> **ABOUT THIS EXERCISE**
Retype the whole listing that follows so that it matches the original exactly.
Segment Open
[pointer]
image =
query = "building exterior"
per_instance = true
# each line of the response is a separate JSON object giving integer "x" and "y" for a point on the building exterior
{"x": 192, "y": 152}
Segment Closed
> **TASK SOLUTION**
[pointer]
image =
query = "building exterior"
per_instance = true
# each line of the response is a separate JSON object giving integer "x" and "y" for a point on the building exterior
{"x": 192, "y": 152}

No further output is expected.